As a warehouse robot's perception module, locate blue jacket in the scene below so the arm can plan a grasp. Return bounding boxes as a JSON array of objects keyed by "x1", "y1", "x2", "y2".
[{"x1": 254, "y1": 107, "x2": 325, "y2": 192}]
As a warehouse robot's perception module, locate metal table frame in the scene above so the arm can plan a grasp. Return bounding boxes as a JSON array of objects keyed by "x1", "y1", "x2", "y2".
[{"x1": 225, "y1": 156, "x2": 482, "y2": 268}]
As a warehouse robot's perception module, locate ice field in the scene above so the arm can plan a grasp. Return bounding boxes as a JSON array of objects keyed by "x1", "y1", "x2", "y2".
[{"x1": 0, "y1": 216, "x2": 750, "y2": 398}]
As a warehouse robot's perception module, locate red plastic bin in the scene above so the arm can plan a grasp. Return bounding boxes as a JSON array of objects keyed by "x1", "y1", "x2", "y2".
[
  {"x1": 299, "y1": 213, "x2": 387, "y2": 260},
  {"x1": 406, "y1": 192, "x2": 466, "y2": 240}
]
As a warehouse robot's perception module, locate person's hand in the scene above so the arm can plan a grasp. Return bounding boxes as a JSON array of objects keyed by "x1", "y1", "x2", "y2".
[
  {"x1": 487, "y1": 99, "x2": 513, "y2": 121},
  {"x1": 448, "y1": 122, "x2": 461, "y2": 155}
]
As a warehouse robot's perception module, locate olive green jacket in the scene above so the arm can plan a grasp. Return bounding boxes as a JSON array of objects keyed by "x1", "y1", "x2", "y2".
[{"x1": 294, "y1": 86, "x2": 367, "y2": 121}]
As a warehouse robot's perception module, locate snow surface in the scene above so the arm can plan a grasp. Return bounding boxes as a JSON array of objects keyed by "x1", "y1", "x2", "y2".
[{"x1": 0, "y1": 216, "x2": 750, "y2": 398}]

* **Task statement**:
Rewrite the lines above with "the arm" changed to "the gripper" everywhere it occurs, leaving everything else unchanged.

* **Exercise response**:
As a warehouse robot's perception module, locate blue jacket in the scene below so the gripper can plan a grasp. Return bounding boxes as a JSON array of objects keyed by "x1", "y1", "x2", "y2".
[{"x1": 254, "y1": 107, "x2": 325, "y2": 192}]
As a warehouse robot's perception module, locate metal table frame in the scene above so the gripper can plan a grasp. Return bounding boxes as a JSON array of objects keyed by "x1", "y1", "x2", "y2".
[{"x1": 225, "y1": 156, "x2": 482, "y2": 268}]
As a warehouse robot's perception module, locate ice field in the scene above so the gripper can plan a grasp. Return bounding boxes as a JSON array of objects keyed by "x1", "y1", "x2", "y2".
[{"x1": 0, "y1": 216, "x2": 750, "y2": 398}]
As a warehouse robot's perception module, locate red plastic bin in the scene above so the gripper can plan a grasp. Return bounding boxes as a JSON array of objects keyed by "x1", "y1", "x2", "y2".
[
  {"x1": 299, "y1": 213, "x2": 387, "y2": 260},
  {"x1": 406, "y1": 192, "x2": 466, "y2": 240}
]
As a warehouse robot's perception module, locate person's hand in the scene above so the gripper can plan a grasp. Return bounding boxes as a JSON array of objects keyed by "x1", "y1", "x2", "y2".
[
  {"x1": 487, "y1": 99, "x2": 513, "y2": 121},
  {"x1": 448, "y1": 122, "x2": 461, "y2": 155}
]
As a warehouse robot's perception module, locate olive green jacket in the scene above so the gripper can plan a grasp. Return bounding boxes as a JSON array of objects keyed by "x1", "y1", "x2", "y2".
[{"x1": 294, "y1": 86, "x2": 367, "y2": 121}]
As a warehouse robot's perception module, locate snow surface in the scene above so the gripper can plan a grasp. Return bounding boxes as a JSON array of objects keyed by "x1", "y1", "x2", "y2".
[{"x1": 0, "y1": 216, "x2": 750, "y2": 398}]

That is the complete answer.